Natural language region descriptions
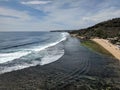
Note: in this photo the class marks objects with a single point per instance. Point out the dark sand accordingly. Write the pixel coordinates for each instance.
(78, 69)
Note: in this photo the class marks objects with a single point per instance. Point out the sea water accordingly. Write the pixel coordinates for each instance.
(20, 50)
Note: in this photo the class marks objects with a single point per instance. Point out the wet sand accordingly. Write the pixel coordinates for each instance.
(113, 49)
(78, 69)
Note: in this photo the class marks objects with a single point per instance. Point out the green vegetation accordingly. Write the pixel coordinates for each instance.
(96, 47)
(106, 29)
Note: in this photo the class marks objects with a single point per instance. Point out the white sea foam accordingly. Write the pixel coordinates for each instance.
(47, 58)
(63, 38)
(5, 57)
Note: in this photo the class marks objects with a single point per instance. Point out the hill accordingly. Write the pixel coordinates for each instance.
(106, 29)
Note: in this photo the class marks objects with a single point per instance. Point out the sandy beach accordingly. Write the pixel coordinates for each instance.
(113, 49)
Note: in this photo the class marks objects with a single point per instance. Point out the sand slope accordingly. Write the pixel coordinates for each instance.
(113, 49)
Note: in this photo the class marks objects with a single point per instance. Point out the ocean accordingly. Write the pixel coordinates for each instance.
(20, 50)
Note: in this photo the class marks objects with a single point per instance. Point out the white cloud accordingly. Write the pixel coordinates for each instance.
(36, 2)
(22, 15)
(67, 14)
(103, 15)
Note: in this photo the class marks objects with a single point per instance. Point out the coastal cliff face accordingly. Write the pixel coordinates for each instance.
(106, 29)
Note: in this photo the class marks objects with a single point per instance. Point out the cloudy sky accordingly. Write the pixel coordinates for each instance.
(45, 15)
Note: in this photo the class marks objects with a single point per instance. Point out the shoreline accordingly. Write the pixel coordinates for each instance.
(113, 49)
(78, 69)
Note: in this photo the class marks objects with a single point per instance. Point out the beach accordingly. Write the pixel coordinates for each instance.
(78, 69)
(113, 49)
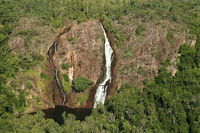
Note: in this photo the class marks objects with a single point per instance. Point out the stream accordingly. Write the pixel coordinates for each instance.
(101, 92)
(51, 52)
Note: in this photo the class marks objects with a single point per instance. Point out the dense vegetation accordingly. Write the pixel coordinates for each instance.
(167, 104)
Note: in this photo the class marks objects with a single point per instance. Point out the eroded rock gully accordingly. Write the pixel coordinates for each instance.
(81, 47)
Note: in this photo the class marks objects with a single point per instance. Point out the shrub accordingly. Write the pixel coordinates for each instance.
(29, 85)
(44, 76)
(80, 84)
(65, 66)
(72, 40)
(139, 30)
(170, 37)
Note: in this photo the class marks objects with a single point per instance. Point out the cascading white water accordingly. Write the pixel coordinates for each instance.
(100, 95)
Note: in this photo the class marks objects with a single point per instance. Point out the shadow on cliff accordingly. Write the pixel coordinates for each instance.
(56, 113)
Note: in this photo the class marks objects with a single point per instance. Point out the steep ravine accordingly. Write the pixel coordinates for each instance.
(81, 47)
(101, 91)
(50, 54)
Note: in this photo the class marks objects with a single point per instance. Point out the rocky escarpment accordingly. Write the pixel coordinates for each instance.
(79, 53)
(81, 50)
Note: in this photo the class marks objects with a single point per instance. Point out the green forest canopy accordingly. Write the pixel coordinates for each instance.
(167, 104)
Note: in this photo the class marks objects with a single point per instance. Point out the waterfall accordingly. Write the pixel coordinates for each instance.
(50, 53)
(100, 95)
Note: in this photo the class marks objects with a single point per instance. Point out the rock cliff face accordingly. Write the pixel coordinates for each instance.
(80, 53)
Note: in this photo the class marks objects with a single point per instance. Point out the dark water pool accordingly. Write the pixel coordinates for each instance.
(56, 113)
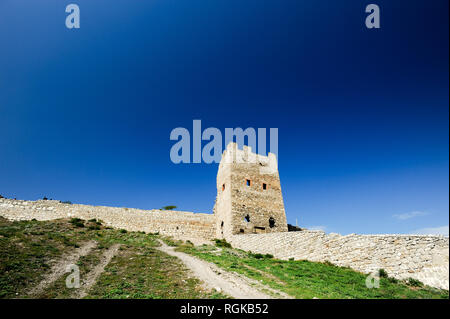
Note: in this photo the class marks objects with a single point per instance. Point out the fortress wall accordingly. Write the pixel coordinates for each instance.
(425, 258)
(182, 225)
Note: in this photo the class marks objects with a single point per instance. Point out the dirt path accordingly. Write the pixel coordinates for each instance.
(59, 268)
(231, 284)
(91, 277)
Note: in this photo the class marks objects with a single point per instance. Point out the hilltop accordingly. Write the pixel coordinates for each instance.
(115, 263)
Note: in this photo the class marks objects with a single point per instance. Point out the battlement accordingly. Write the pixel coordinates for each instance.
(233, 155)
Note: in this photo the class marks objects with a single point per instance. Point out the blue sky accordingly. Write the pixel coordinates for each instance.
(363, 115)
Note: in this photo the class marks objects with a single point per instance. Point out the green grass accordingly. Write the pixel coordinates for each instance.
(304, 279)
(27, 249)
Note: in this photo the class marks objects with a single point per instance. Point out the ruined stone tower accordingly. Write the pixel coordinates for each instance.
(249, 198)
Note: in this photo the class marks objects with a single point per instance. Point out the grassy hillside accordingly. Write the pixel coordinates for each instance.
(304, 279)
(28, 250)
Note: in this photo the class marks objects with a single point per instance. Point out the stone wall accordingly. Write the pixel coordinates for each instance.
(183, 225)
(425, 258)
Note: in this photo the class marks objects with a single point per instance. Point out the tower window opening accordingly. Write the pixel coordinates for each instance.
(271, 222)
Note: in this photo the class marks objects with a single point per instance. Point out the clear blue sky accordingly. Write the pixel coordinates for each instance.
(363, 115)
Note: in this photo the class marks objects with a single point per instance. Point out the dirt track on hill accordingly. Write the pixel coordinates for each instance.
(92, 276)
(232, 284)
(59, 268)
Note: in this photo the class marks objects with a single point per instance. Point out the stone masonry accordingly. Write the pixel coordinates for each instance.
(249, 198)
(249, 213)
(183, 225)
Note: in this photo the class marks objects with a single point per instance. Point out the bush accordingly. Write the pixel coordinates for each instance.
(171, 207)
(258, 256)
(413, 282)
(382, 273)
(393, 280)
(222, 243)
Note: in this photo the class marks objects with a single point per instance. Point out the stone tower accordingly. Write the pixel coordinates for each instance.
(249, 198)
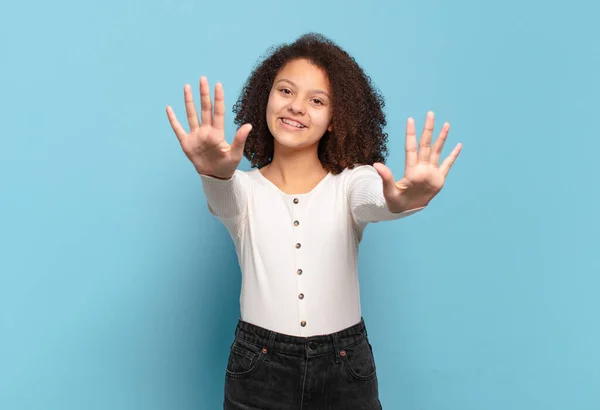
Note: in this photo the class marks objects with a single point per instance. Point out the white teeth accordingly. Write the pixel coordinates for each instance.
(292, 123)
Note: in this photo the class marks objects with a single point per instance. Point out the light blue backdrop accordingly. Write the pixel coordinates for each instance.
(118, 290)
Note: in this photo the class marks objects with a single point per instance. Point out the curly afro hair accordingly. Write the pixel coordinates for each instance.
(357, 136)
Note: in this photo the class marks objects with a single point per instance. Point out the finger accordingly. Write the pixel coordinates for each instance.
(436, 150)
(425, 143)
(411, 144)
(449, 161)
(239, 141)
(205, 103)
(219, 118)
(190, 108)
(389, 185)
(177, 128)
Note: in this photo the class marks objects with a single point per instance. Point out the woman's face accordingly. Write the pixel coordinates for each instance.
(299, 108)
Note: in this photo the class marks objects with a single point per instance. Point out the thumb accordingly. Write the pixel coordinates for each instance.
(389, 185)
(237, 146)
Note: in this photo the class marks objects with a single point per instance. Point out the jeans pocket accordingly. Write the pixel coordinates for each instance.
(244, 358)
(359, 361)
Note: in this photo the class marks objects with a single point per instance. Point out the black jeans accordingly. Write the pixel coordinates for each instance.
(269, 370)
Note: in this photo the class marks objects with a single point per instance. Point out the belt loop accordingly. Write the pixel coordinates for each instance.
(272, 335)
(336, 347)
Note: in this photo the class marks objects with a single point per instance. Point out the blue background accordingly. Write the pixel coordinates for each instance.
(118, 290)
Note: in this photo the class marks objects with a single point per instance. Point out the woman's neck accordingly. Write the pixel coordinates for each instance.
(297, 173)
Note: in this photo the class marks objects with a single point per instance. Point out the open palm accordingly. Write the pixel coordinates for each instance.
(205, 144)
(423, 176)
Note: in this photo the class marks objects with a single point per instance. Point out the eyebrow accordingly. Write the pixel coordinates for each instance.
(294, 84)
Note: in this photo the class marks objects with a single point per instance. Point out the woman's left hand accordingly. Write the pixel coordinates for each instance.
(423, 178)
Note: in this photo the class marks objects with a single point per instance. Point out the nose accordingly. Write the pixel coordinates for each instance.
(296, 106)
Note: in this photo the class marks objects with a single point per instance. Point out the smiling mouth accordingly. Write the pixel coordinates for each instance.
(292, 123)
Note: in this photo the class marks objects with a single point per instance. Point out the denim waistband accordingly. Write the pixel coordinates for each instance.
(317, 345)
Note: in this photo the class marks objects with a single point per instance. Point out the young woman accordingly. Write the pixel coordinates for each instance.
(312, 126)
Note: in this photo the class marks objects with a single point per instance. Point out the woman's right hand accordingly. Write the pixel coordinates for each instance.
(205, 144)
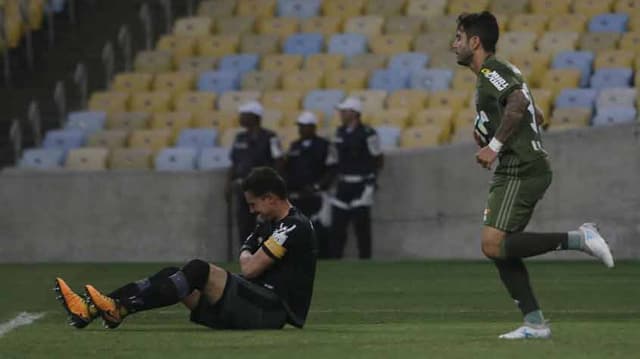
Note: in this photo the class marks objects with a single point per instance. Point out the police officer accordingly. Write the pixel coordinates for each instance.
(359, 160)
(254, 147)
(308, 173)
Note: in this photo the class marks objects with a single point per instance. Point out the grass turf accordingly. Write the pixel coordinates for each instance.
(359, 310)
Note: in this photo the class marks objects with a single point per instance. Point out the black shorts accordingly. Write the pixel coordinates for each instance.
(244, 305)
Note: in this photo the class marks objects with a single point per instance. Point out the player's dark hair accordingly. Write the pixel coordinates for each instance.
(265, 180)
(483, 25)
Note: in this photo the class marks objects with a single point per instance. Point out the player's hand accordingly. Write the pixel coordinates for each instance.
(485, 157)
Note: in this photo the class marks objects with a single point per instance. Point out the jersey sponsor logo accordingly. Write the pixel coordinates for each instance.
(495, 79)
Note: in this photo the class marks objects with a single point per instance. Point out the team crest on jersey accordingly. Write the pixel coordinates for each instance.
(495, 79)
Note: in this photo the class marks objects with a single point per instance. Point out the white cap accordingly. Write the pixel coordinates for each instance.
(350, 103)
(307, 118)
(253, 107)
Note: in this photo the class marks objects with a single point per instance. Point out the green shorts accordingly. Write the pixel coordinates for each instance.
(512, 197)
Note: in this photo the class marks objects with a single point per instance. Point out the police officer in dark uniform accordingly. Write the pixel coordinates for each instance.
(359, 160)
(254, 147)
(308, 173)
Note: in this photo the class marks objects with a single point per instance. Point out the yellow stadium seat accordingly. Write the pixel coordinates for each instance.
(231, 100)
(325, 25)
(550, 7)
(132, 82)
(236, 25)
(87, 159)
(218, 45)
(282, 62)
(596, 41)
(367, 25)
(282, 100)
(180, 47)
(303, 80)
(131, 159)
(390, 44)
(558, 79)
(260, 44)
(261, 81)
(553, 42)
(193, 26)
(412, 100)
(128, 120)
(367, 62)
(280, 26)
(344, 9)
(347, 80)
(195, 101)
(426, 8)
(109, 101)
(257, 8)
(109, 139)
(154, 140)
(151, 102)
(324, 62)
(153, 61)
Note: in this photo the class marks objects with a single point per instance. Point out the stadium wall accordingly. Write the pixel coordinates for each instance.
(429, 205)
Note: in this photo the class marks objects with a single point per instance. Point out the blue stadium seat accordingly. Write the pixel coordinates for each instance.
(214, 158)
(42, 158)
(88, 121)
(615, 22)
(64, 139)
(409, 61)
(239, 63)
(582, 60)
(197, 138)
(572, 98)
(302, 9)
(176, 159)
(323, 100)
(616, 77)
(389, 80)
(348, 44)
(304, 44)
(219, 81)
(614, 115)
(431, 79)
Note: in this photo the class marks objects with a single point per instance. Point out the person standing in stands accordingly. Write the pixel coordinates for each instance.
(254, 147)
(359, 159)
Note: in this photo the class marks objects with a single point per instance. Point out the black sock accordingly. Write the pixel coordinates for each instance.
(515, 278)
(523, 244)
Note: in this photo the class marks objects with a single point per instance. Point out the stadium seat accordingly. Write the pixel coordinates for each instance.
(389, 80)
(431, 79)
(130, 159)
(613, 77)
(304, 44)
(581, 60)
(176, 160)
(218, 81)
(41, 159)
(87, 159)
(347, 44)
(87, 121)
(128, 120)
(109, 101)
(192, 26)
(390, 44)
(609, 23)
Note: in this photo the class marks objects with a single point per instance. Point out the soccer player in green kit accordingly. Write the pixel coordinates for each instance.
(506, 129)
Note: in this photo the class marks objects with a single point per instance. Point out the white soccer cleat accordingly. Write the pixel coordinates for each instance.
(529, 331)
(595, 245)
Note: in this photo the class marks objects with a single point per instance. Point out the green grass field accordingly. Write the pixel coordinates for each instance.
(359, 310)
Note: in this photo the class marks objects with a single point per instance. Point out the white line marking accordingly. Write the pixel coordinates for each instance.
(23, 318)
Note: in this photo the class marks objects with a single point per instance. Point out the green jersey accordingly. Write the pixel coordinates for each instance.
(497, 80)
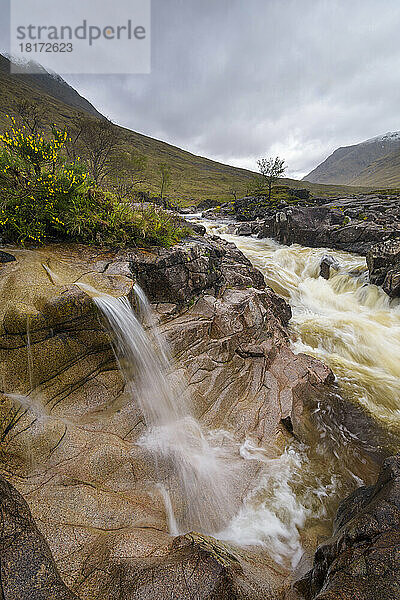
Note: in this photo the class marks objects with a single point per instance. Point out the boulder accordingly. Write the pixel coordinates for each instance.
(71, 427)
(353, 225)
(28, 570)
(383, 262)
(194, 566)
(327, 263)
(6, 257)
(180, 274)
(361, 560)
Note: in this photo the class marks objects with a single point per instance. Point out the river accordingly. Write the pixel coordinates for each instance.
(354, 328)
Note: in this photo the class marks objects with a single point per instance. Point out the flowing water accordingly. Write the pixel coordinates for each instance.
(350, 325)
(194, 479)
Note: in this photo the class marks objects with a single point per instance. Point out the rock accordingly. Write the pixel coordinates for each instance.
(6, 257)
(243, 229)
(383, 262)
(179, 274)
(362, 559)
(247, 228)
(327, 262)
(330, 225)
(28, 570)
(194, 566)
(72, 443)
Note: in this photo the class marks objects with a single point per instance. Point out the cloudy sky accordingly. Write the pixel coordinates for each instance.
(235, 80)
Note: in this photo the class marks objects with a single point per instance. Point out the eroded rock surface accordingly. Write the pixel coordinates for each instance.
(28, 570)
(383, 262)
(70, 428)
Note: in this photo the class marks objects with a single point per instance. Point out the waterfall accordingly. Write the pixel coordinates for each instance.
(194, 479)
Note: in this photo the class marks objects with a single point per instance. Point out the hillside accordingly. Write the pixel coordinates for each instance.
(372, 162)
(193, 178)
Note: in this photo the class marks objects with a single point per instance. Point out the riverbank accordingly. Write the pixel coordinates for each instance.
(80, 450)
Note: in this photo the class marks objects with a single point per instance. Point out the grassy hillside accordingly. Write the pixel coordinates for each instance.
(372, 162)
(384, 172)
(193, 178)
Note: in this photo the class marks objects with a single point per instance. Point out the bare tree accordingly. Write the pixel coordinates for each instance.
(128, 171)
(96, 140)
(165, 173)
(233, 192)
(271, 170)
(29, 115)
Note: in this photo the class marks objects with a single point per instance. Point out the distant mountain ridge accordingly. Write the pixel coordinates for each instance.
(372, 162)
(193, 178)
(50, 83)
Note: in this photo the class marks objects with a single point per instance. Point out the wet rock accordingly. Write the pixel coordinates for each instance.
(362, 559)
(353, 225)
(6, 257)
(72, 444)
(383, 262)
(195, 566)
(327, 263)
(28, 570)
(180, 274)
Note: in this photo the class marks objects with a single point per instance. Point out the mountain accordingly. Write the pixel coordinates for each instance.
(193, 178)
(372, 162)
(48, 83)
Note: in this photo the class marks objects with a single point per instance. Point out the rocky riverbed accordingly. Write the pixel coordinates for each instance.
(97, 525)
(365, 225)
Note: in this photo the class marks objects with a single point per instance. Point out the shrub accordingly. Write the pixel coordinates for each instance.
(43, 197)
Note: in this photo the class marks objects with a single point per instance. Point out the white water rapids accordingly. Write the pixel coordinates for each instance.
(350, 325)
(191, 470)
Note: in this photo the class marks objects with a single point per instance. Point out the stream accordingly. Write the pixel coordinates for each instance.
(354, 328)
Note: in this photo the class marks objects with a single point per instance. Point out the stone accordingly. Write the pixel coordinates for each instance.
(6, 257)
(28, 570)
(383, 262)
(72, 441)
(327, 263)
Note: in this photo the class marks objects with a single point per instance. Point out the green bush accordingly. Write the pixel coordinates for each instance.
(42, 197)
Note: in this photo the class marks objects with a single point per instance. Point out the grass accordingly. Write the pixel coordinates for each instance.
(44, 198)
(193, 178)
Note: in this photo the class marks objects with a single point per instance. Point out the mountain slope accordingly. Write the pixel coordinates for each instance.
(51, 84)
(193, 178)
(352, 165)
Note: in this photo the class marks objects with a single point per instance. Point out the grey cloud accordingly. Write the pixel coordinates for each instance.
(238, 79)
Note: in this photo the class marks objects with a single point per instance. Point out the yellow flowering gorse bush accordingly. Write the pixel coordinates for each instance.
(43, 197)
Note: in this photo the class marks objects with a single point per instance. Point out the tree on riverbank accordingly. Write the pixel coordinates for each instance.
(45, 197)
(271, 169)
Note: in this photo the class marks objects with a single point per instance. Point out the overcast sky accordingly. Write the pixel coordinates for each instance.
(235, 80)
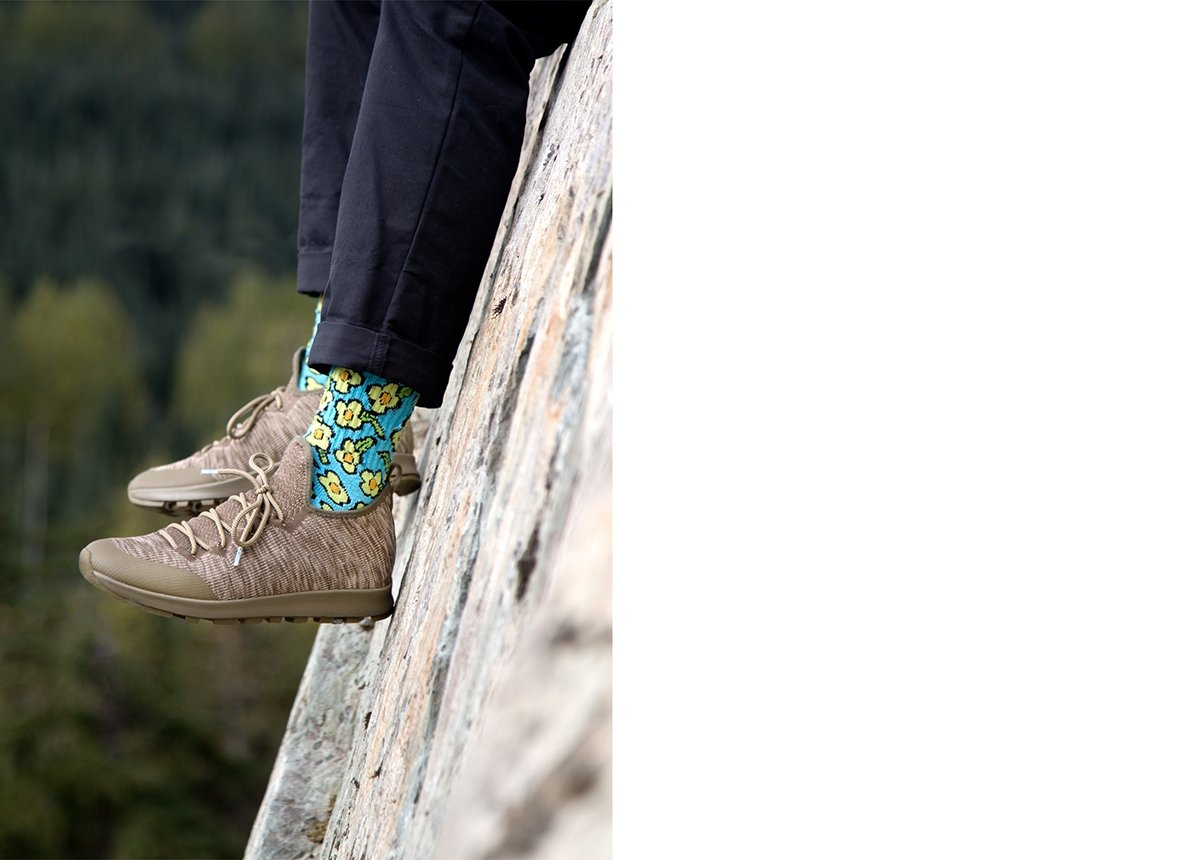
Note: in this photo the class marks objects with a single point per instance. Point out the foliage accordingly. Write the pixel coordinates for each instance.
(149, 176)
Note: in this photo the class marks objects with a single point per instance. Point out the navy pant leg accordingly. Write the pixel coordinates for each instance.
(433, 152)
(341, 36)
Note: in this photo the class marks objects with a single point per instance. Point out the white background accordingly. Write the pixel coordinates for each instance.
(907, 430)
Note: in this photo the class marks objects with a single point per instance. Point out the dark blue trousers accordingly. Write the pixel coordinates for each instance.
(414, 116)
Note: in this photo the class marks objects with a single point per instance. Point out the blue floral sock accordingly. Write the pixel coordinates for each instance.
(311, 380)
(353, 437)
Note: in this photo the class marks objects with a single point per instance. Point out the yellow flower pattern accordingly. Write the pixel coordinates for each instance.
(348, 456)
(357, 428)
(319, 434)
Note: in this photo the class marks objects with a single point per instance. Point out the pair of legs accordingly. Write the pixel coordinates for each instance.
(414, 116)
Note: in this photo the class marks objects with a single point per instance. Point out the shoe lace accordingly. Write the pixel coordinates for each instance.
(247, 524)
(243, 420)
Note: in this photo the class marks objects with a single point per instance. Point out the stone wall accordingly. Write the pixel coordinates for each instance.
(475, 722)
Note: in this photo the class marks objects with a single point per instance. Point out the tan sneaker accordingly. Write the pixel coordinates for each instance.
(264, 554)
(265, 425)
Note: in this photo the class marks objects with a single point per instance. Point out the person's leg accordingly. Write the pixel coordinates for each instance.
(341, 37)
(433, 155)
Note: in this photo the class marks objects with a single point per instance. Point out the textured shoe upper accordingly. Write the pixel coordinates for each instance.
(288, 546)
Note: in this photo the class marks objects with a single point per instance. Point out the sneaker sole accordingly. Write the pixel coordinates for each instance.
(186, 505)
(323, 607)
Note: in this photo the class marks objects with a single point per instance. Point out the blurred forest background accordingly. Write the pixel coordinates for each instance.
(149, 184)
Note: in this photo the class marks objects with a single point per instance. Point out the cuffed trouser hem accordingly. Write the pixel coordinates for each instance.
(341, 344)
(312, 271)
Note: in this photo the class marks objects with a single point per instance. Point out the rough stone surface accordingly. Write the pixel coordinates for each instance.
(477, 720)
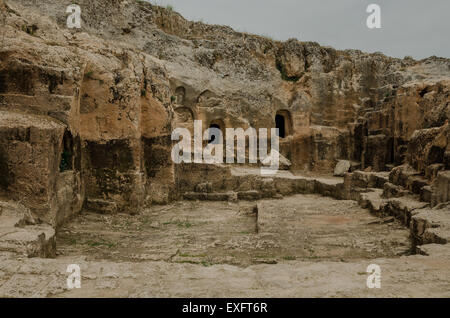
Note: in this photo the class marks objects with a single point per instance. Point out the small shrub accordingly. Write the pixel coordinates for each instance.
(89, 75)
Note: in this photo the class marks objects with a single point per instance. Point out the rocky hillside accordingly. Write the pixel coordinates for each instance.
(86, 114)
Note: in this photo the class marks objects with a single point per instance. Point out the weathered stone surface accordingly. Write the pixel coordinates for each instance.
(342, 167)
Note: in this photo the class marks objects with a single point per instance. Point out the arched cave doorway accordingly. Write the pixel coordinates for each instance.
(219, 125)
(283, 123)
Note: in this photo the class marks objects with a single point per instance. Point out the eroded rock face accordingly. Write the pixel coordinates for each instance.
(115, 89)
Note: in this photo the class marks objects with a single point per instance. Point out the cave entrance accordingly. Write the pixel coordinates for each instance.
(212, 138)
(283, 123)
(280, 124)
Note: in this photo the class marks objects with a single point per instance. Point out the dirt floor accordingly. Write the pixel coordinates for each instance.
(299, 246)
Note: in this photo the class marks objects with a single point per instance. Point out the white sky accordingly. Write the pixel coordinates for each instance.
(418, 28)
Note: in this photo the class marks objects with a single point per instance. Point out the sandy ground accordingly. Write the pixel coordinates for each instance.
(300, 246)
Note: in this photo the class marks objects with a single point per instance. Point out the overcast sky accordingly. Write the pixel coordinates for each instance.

WHAT YOU NEED TO DO
Write the "the white sky" line and all later lines exactly. Stop at the end of the data.

RESULT FOR THIS TASK
Note: in this photo the class marks objects with a single point per instance. Point out the white sky accordingly. Write the pixel coordinates for each instance.
(418, 28)
Note: in this photo the class marks objects with a single point per instance. Point out the sandy ground accordingly. Write the pixel coordinates for each instance.
(300, 246)
Note: in this photo the class marks objects with a single point per instance. Point out the overcast sky accordingly. Write the pixel coordinates for each instance.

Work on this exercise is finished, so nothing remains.